## Entries supplied
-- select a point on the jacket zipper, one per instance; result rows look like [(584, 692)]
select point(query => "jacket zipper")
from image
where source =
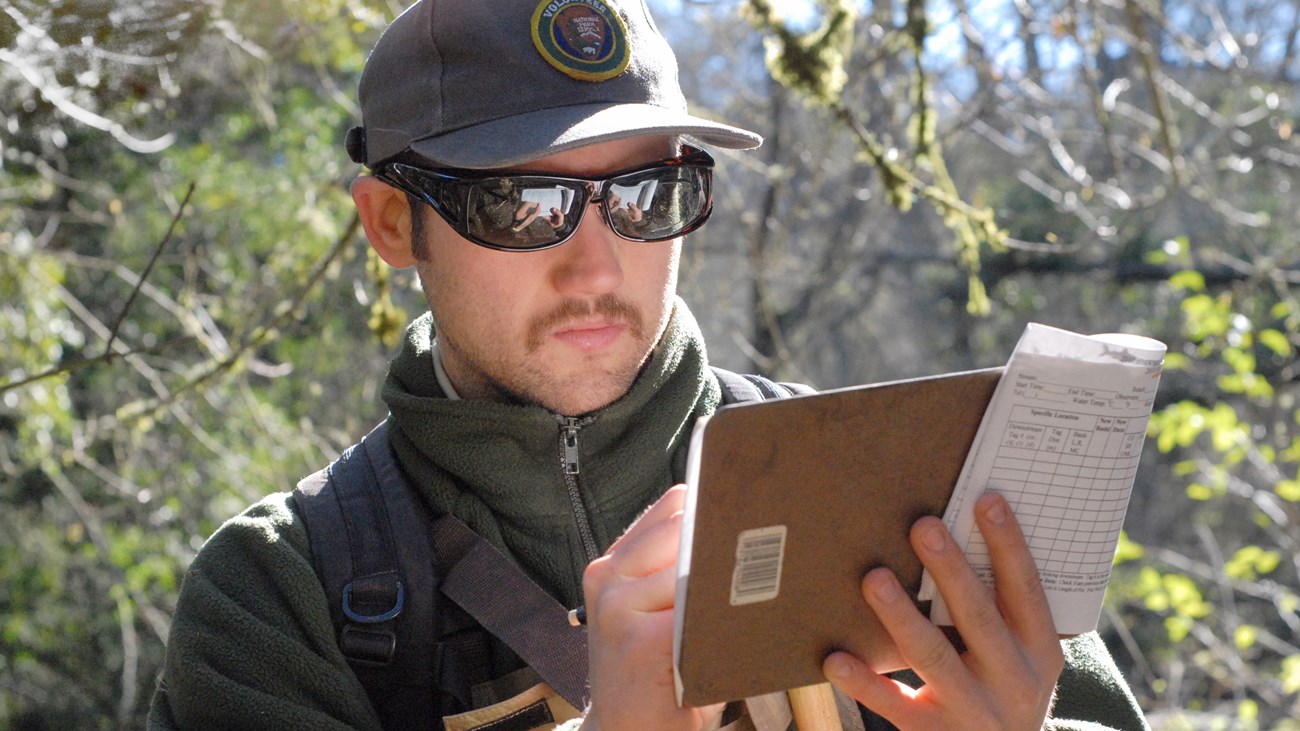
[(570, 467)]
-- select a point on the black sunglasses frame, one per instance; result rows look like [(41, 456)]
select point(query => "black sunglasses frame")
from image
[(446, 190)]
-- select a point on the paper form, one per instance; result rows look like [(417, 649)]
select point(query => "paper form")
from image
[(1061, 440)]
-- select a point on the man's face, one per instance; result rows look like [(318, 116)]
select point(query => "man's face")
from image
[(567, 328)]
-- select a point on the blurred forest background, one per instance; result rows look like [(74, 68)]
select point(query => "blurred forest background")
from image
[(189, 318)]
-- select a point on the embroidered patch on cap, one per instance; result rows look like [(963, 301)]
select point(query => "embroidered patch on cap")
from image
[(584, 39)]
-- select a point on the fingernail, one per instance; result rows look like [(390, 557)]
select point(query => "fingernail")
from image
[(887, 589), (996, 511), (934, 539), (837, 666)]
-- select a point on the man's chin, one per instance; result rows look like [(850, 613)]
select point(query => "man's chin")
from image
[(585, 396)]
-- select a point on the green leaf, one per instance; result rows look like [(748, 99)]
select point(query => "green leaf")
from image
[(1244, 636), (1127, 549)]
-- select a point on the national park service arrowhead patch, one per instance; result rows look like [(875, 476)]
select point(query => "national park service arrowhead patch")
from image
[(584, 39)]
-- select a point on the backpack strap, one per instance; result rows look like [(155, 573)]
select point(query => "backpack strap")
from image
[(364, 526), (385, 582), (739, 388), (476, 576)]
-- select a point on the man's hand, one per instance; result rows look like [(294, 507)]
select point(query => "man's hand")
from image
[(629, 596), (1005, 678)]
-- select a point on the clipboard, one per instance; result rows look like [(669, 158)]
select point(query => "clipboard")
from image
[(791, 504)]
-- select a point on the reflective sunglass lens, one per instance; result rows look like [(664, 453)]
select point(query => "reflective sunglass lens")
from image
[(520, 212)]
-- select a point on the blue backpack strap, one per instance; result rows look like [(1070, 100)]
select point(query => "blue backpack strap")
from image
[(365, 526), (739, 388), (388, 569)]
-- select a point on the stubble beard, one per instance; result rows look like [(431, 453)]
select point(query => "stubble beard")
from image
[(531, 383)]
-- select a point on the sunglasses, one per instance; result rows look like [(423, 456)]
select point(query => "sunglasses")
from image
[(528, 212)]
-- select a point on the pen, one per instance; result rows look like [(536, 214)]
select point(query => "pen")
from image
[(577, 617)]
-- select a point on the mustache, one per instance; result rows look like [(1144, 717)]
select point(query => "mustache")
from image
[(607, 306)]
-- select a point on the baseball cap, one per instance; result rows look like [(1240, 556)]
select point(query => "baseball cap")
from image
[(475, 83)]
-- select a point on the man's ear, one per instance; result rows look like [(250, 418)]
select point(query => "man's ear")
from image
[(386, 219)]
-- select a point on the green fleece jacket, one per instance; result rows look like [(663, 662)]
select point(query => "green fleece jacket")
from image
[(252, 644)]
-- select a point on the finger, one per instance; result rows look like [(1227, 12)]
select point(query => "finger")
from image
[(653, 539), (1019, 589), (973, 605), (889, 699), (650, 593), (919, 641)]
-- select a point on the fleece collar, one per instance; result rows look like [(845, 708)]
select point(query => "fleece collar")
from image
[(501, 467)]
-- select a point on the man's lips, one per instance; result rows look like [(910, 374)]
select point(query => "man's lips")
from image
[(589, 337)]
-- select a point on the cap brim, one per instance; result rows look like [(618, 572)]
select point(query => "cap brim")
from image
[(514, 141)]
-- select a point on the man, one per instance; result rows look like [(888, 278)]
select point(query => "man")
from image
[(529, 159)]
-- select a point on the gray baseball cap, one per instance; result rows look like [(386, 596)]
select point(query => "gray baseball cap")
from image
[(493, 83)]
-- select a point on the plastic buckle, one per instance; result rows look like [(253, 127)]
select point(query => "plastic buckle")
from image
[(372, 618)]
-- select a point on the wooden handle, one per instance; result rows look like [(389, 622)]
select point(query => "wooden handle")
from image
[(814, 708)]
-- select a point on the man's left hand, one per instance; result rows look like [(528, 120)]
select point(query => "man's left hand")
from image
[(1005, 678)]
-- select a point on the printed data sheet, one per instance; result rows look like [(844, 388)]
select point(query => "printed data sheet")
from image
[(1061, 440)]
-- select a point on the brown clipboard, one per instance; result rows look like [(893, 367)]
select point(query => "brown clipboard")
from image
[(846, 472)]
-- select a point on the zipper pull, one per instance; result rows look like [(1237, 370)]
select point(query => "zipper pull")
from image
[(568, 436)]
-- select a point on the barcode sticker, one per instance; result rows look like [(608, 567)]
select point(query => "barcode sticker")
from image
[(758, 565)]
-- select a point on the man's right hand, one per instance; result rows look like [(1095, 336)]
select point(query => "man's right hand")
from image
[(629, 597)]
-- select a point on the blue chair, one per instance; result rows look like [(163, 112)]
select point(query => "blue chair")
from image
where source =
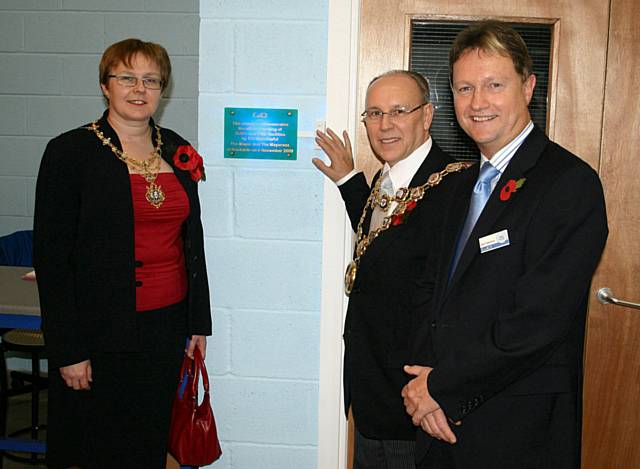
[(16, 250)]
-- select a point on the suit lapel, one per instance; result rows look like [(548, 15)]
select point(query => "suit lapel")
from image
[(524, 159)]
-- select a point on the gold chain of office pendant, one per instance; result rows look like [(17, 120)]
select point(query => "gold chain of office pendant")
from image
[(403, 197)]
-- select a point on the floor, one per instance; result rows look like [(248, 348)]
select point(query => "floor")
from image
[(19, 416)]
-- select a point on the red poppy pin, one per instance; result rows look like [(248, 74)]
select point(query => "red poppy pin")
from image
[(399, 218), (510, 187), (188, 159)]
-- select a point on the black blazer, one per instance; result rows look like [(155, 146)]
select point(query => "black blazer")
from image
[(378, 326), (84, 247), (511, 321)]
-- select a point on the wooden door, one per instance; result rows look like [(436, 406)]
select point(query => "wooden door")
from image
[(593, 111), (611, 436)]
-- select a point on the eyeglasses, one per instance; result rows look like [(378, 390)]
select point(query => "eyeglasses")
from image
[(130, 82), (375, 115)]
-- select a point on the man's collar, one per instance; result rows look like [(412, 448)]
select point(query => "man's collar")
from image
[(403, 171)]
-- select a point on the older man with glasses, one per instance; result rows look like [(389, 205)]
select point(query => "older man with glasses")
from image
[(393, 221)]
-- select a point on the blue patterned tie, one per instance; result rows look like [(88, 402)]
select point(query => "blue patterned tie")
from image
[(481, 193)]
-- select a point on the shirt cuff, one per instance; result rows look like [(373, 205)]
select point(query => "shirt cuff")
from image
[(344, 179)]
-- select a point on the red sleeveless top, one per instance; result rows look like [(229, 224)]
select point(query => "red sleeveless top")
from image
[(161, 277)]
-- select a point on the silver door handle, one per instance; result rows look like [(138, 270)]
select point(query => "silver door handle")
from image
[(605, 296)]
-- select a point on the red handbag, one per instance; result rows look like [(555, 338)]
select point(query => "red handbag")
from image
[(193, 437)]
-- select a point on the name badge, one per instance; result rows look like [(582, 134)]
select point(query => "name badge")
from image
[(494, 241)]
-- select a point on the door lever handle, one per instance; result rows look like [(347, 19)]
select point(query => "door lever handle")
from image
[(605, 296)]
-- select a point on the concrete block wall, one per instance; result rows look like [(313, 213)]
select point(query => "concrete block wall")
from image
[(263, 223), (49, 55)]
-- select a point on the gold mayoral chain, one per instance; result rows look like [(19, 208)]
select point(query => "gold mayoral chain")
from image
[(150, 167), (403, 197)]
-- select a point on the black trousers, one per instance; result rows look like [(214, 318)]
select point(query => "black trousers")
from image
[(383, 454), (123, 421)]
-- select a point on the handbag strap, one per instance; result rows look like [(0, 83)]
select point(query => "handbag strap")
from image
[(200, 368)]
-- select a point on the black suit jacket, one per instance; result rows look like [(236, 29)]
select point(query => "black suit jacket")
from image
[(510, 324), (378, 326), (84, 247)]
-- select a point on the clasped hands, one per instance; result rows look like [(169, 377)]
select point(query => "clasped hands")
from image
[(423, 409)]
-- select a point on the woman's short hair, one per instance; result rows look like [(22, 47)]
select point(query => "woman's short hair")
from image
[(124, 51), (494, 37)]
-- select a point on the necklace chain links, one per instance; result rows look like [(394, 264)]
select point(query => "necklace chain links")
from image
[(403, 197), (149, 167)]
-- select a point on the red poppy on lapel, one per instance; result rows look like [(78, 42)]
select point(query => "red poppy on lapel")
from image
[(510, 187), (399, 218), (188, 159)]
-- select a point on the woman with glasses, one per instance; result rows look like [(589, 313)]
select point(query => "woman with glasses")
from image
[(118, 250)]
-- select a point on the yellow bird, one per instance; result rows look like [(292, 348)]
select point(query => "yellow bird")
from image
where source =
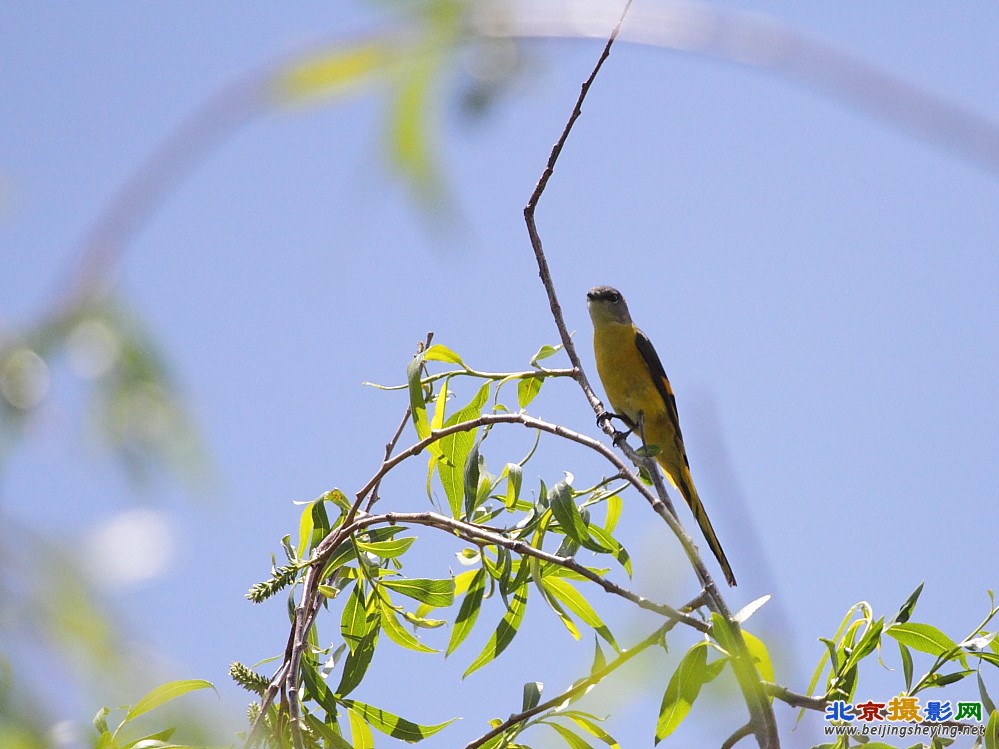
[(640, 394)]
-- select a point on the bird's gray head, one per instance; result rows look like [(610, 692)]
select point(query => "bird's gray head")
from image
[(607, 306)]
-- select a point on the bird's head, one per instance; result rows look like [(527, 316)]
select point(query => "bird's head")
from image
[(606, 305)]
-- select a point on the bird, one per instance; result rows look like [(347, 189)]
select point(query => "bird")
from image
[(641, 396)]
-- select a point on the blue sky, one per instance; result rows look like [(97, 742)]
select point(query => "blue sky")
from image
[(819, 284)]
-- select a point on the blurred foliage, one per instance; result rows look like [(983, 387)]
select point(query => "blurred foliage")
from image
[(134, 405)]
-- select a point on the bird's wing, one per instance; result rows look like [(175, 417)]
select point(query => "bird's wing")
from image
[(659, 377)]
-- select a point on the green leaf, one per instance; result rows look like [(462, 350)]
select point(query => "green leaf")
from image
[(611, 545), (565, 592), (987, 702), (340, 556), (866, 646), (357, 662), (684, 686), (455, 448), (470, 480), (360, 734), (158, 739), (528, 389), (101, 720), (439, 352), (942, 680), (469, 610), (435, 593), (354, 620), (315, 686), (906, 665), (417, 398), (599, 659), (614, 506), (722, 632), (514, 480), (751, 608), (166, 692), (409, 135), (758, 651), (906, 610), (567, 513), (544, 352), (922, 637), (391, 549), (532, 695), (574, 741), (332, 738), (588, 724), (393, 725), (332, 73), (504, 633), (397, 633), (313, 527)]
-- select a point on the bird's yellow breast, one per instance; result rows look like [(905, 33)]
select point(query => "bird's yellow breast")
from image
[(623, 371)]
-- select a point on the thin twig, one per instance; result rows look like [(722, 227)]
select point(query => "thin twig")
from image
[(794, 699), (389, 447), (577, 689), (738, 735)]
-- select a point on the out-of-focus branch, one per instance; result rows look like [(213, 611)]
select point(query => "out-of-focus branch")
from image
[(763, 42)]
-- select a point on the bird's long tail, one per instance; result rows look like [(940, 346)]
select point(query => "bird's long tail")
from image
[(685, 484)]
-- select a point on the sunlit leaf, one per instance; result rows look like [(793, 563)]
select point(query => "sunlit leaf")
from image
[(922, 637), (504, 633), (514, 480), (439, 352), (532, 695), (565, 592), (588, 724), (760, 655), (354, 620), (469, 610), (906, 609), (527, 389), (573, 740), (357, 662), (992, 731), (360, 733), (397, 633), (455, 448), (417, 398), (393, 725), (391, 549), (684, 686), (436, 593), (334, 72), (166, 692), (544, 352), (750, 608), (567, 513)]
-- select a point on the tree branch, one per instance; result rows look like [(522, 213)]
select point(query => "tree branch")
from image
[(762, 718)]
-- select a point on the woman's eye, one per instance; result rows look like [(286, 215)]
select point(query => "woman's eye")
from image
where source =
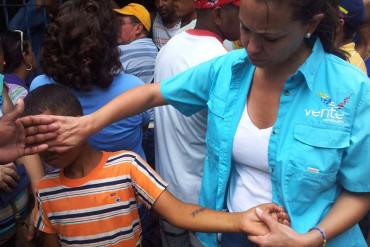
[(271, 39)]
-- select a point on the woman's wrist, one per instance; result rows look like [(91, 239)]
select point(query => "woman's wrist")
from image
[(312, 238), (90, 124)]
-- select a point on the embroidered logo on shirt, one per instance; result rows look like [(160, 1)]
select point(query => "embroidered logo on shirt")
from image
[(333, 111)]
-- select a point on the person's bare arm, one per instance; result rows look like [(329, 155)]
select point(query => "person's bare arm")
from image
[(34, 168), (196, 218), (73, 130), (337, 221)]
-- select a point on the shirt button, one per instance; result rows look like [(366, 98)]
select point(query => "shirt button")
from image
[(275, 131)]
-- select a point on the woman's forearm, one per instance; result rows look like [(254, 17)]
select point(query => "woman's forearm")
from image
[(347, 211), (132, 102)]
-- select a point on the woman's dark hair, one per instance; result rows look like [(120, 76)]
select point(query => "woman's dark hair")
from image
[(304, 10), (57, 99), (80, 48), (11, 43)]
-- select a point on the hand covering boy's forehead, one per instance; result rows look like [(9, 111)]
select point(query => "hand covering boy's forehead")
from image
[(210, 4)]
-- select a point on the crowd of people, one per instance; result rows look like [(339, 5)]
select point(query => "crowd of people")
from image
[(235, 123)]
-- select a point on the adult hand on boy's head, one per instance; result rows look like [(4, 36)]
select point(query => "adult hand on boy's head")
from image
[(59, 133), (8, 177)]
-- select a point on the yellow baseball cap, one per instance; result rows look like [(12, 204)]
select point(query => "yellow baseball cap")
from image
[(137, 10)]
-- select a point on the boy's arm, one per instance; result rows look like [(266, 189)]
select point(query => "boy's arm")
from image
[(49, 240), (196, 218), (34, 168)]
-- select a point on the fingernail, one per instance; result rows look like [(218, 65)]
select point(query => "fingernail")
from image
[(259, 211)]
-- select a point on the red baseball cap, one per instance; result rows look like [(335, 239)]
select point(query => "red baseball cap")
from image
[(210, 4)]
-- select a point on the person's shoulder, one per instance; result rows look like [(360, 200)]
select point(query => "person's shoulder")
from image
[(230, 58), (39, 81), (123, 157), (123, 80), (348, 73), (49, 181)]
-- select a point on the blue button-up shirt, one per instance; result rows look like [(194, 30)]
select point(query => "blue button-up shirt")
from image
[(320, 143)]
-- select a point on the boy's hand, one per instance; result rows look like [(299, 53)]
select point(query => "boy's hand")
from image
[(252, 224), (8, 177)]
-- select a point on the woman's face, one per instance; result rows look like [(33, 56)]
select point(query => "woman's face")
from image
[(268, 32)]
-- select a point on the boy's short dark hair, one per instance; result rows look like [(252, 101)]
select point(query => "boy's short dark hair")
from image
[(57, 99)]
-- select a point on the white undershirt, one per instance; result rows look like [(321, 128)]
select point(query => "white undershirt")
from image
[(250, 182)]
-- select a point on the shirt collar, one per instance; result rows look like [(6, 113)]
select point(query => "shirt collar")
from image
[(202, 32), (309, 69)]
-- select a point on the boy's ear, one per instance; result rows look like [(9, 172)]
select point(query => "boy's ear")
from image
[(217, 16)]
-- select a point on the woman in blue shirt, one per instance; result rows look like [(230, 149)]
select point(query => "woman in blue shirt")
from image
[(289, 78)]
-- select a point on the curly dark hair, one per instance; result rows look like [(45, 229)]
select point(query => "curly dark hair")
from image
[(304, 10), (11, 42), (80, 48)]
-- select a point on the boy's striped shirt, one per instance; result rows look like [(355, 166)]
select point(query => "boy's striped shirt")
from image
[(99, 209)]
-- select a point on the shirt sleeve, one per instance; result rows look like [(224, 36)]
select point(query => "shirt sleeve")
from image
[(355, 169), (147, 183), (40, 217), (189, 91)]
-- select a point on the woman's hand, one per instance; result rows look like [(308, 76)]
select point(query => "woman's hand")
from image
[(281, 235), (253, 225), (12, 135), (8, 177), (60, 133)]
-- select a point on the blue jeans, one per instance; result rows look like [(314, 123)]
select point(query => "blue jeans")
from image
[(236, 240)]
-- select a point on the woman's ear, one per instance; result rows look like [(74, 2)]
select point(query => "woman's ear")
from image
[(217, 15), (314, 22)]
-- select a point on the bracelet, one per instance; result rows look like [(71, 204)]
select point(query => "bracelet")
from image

## Exercise objective
Copy everything in the material from the line containing "-- select a point on the blue button-up" down to the line containing "[(320, 143)]", both of those lines included.

## Expected answer
-- select a point on the blue button-up shirt, one per instance; result rows look like [(194, 30)]
select point(query => "blue button-up shirt")
from image
[(320, 143)]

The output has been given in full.